> Udostępniony tekst
□ □ □

Co oznaczają dla Ciebie umiejętności przywódcze?
Mówiąc bardzo ogólnie, to wydaje mi się, że dotyczą one tego, w jaki sposób lider dąży do wyników, ustanawia cele, czy myśli strategicznie, czy potrafi budować wizję przyszłości w szerokiej perspektywie. Jest to mieszanka wielu różnych rzeczy, które nazywamy umiejętnościami zarządzania – zorientowanie na relacje z ludźmi, umiejętności planowania, organizacji, rozwiązywania problemów, zdolność identyfikowania potencjału dla biznesu, wdrażania wartości i przekazywania czystych wytycznych, co do tego, jak dobra organizacja powinna działać.

Czyli umiejętność przewodzenia rozumiesz jako zestaw kompetencji, których można się nauczyć?

Zdecydowanie! Dla mnie to jest różnica pomiędzy byciem menedżerem a liderem. Będąc menedżerem niekoniecznie musisz być liderem. Dobry menedżer powoduje, że jego pracownicy realizują swoje zadania. Takich umiejętności z pewnością można się nauczyć. Umiejętności lidera można się też nauczyć ale pod warunkiem, że uczeń (czyli przyszły lider) jest otwarty i chce być mentorem dla innych, pomagać im w rozwijaniu się. Nie wydaje mi się, że by być dobrym liderem, musisz się nim urodzić, tych umiejętności trzeba się po prostu nauczyć.

Ciekawe. Wygląda na to, że twoim zdaniem pracując nad rozwojem drugiej osoby, sam rozwijasz w sobie lidera… A jak w twojej kulturze rozumiana jest charyzma?
To zdolność do skupiania uwagi innych na sobie. Jest to coś bardzo cennego zwłaszcza dla osoby, która rozwinęła w sobie już te umiejętności, o których przed chwilą rozmawialiśmy. Kiedy właśnie doda się do nich jeszcze umiejętność skupiania czyjejś uwagi, to czyni to tę osobę jeszcze bardziej wpływową. Charyzma oznacza także dużą siłę jeśli chodzi o komunikację – w słuchaniu i utrzymywaniu empatycznego kontaktu z rozmówcą.

Jak bardzo jest to oczekiwane od menedżera w Indiach?
To chyba różni się w zależności od gałęzi przemysłu, a także od roli menedżera w nim. Są firmy, w których zupełnie wystarcza to, że jako menedżer, jesteś efektywny. Charyzma nie musi być wtedy aż tak istotna. Ale są także inne sektory, jak np. mass media, gdzie ta umiejętność, cecha jest niezbędna.

A twoim zdaniem, charyzmy też można się nauczyć? Czy można nad nią pracować i ją rozwijać?

□ □ □

> Krótkie ćwiczenie 1
Przepisz z rozmowy o umiejętnościach przywódczych fragment zaczynający się od „Mówiąc bardzo ogólnie, to wydaje” i ciągnący się aż do „których można się nauczyć?”.
> Krótkie ćwiczenie 2
Ustal, czy z rozmową o umiejętnościach przywódczych zgadzają się stwierdzenia: (a) aby być dobrym liderem, trzeba się nim urodzić; (b) w mass mediach charyzma jest niezbędna; (c) bycie menedżerem zawsze oznacza bycie liderem. Przy każdym odpowiedz „tak” lub „nie” i zacytuj dosłownie rozstrzygające słowa rozmowy.
Rekordy pochodzą z innego źródła niż rozmowa o umiejętnościach przywódczych.

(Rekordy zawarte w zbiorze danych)
□ □ □

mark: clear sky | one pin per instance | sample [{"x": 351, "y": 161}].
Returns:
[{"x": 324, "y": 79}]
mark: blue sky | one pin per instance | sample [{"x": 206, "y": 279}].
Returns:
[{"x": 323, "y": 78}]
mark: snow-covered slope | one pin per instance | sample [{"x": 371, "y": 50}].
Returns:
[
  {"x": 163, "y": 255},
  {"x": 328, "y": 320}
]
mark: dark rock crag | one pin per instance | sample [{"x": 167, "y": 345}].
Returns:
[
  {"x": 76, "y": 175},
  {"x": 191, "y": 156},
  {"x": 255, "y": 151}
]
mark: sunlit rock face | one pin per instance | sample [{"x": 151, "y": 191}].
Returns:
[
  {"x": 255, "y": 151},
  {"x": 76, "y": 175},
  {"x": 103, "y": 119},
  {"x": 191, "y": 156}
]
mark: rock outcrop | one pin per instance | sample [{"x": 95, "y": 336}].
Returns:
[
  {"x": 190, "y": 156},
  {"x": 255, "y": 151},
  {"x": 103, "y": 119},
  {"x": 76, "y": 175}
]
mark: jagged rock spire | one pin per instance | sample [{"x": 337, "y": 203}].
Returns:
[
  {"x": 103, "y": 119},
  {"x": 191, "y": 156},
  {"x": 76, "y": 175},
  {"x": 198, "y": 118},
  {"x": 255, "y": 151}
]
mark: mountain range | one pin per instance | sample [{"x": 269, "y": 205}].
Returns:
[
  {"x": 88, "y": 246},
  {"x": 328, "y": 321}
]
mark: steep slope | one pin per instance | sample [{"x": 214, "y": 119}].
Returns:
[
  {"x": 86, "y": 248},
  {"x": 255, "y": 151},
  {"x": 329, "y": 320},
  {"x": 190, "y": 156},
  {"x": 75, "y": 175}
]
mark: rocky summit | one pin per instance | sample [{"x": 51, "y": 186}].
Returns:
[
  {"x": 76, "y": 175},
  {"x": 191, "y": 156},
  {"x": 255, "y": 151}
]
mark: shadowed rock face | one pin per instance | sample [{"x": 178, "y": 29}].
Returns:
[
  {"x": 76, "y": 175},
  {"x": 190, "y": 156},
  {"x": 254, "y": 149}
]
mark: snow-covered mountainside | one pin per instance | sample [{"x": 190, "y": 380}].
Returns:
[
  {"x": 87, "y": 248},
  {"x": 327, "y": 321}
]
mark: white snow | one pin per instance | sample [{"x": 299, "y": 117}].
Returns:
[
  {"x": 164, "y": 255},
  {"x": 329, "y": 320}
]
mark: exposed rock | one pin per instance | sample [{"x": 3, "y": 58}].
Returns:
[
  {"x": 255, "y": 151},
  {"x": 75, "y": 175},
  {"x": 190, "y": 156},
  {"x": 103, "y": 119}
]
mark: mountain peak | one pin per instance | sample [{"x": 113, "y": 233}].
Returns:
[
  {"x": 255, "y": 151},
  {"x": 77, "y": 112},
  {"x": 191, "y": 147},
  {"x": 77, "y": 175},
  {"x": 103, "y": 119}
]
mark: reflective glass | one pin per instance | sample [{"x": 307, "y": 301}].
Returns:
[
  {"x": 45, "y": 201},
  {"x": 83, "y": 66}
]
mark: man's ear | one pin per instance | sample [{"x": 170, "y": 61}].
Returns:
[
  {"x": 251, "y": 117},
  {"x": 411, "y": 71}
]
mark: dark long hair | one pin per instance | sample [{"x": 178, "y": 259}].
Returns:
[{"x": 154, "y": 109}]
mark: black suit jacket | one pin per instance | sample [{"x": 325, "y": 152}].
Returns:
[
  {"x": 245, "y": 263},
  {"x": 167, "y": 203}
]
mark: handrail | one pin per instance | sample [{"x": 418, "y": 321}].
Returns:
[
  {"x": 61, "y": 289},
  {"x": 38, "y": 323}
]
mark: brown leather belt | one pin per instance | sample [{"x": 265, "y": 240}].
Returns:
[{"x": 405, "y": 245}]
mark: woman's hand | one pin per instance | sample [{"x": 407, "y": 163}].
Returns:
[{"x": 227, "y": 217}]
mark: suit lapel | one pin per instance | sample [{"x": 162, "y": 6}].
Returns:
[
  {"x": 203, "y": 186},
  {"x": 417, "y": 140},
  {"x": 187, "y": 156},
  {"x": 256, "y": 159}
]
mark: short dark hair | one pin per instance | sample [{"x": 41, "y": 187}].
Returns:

□ □ □

> Odpowiedź na zadanie 1
Mówiąc bardzo ogólnie, to wydaje mi się, że dotyczą one tego, w jaki sposób lider dąży do wyników, ustanawia cele, czy myśli strategicznie, czy potrafi budować wizję przyszłości w szerokiej perspektywie. Jest to mieszanka wielu różnych rzeczy, które nazywamy umiejętnościami zarządzania – zorientowanie na relacje z ludźmi, umiejętności planowania, organizacji, rozwiązywania problemów, zdolność identyfikowania potencjału dla biznesu, wdrażania wartości i przekazywania czystych wytycznych, co do tego, jak dobra organizacja powinna działać.

Czyli umiejętność przewodzenia rozumiesz jako zestaw kompetencji, których można się nauczyć?

> Odpowiedź na zadanie 2
(a) Nie: „Nie wydaje mi się, że by być dobrym liderem, musisz się nim urodzić”.
(b) Tak: „Ale są także inne sektory, jak np. mass media, gdzie ta umiejętność, cecha jest niezbędna”.
(c) Nie: „Będąc menedżerem niekoniecznie musisz być liderem”.